TASKS TO PERFORM:
**A)** Answer these from the Vuillard passage:
(i) At which museum was "Intimate Interiors of Edouard Vuillard" shown?
(ii) About how many paintings did that show bring together?
(iii) Which three mundane activities are named for the people in Vuillard's paintings?
**B)** Copy word for word everything in the Vuillard passage from "Friday, July 2, 2010" down to "a welcome introduction.".

Friday, July 2, 2010

Surface Praise for Vuillard

Many years ago I saw an exhibition called "Intimate Interiors of Edouard Vuillard" at the Brooklyn Museum. This show brought together about 75 paintings of the artist's domestic life in turn-of-the-last-century France. I hadn't previously seen much of Vuillard's work--just an occasional glance at the handful of his paintings at the Museum of Modern Art or the Metropolitan Museum. So the Brooklyn exhibition offered a welcome introduction.

As I examined Vuillard's depictions of family and friends engaged in mundane activities such as sewing, sweeping, and reading, I remember thinking, "How tedious." Their proper, 19th-century clothes and their stuffy rooms, often decorated in browns and grays and other dull hues, seemed stifling. When I left the museum after an hour or two, I was glad to step out into the energetic air of modern-day New York City.

Yet I wanted to go back. Vuillard's playful paint dabs and brushstrokes, along with his clever design and color schemes, had translated his oppressive three-dimensional world into a fascinating two-dimensional realm. I expected that whenever I returned to the exhibition, these marvelous formal feats would distract me from Vuillard's tedious subjects.

I never did make it back to the show in Brooklyn. But in the years since, I have seen Vuillard's work in many other places and have come to regard him (as many others have) as a master of early modern art.

ENTRIES:
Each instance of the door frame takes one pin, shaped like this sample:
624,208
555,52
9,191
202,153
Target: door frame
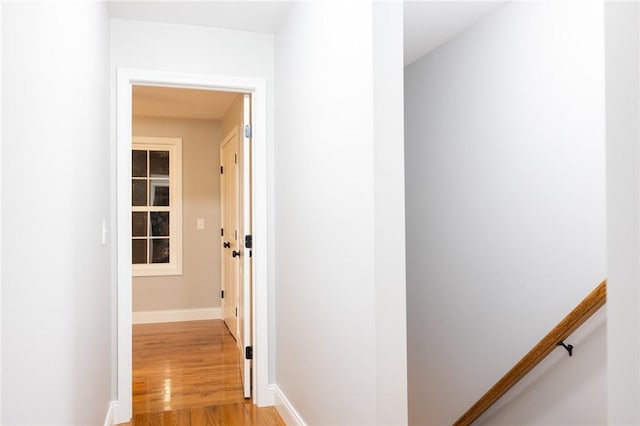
126,78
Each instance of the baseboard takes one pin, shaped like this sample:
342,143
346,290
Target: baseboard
174,315
108,420
285,408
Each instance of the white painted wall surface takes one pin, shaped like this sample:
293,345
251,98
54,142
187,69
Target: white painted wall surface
55,195
332,350
623,209
558,392
505,189
390,279
199,50
1,133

TASK-BY-TASK SOLUTIONS:
**A)**
(i) The Brooklyn Museum
(ii) About 75
(iii) Sewing, sweeping, and reading

**B)**
Friday, July 2, 2010

Surface Praise for Vuillard

Many years ago I saw an exhibition called "Intimate Interiors of Edouard Vuillard" at the Brooklyn Museum. This show brought together about 75 paintings of the artist's domestic life in turn-of-the-last-century France. I hadn't previously seen much of Vuillard's work--just an occasional glance at the handful of his paintings at the Museum of Modern Art or the Metropolitan Museum. So the Brooklyn exhibition offered a welcome introduction.